START Given text

Saturated Fat and Heart Attacks

After I discovered that butter made me faster at arithmetic, I started eating half a stick (66 g) of butter per day. After a talk about it, a cardiologist in the audience said I was killing myself. I said that the evidence that butter improved my brain function was much clearer than the evidence that butter causes heart disease. The cardiologist couldn’t debate this; he seemed to have no idea of the evidence.

Shortly before I discovered the butter/arithmetic connection, I had a heart scan (a tomographic x-ray) from which is computed an Agaston score, a measure of calcification of your blood vessels. The Agaston score is a good predictor of whether you will have a heart attack. The higher your score, the greater the probability. My score put me close to the median for my age. A year later — after eating lots of butter every day during that year — I got a second scan. Most people get about 25% worse each year.  My second scan showed regression (= improvement). It was 40% better (less) than expected (a 25% increase). A big increase in butter consumption was the only aspect of my diet that I consciously changed between Scan 1 and Scan 2.

The improvement I observed, however surprising, was consistent with a 2004 study that measured narrowing of the arteries as a function of diet. About 200 women were studied for three years. There were three main findings. 1. The more saturated fat, the less narrowing. Women in the highest quartile of saturated fat intake didn’t have, on average, any narrowing. 2. The more polyunsaturated fat, the more narrowing. 3. The more carbohydrate, the more narrowing. Of all the nutrients examined, only saturated fat clearly reduced narrowing. Exactly the opposite of what we’ve been told.

As this article explains, the original idea that fat causes heart disease came from Ancel Keys, who omitted most of the available data from his data set. When all the data were considered, there was no connection between fat intake and heart disease. There has never been convincing evidence that saturated fat causes heart disease, but somehow this hasn’t stopped the vast majority of doctors and nutrition experts from repeating what they’ve been told.

26 Responses to “Saturated Fat and Heart Attacks”

  1. Nick Says:

    Eating butter is still a silly idea because it’s bereft of nutrients.

  2. Peter Andrews Says:

    Very nice half hour Australian TV show about the lack of evidence fir cholesterol/saturated fat hypothesis just aured October 24, 2013.

    http://www.abc.net.au/catalyst/heartofthematter/

  3. Richard A. Says:

    Real butter has all kinds of trace nutrients in it that are missing from margarine.

END Given text

Problem A - According to the post on saturated fat and heart attacks, how much butter did the writer start eating each day?
Problem B - Resume the post on saturated fat and heart attacks from the point where it stops.
The rows that come next have no connection to the post on saturated fat and heart attacks.

START Recorded information

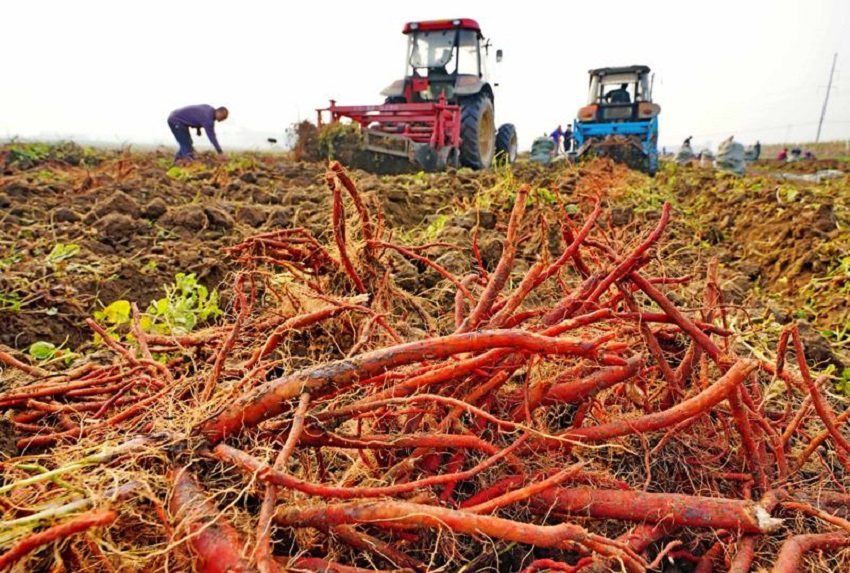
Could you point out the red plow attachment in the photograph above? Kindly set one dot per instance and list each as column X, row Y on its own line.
column 425, row 133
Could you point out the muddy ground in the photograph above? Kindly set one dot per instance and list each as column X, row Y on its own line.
column 84, row 229
column 81, row 229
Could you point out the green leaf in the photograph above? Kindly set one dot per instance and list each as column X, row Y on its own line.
column 118, row 312
column 42, row 350
column 62, row 251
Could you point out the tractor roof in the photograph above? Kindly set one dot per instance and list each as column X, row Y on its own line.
column 620, row 70
column 429, row 25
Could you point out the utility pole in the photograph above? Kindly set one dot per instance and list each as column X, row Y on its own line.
column 826, row 99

END Recorded information

Written reply A - Half a stick (66 g) of butter per day.

Written reply B -
  4. Tuck Says:

    “Eating butter is still a silly idea because it’s bereft of nutrients.”

    That’s wrong.

    http://nutritiondata.self.com/facts/custom/2244512/2

  5. Mark Says:

    “Eating butter is still a silly idea because it’s bereft of nutrients.”

    Well, it’s obviously not bereft of nutrients because it’s loaded with saturated fat (besides the link Tuck provides)…. which is kind of the point. Second, Seth has found that it made him faster at arithmetic. How is that silly?

  6. Alex Chernavsky Says:

    See also this article from the Los Angeles Times:

    Time to end the war against saturated fat?

  7. Joe Says:

    It’s nice to see the tide finally turning regarding saturated fats. I eat a lot of it, and I’ve never been healthier.

    Want a really silly idea? Eating margarine!

  8. emini_guy Says:

    See also this: http://shine.yahoo.com/healthy-living/does-butter-still-deserve-a-bad-rap–controversial-doc-says-no-002203701.html

  9. David Says:

    Seth, have you considered doing similar experiments with eggs (and especially with eggs from chickens that eat bugs and grass instead of just corn)?

    Eggs are criticized for having lots of fat/cholesterol, but certainly humans and their ancestors have been eating eggs whenever they could find them. It’s hard to believe that we didn’t evolve to take advantage of such a great source of energy and nutrients.

    Seth: I have never noticed any brain benefit from eating eggs. I haven’t specifically done an experiment.

  10. qhfgva Says:

    I was curious what the vegan response to this article would be and posted a comment here:

    https://plus.google.com/u/0/104628657784485387851/posts/DR178fSBy6M

    I don’t know enough about this paper to know if his response is fair or not. As a butter eater I’d certainly *like* to believe that the 2004 paper referenced above is not misleading.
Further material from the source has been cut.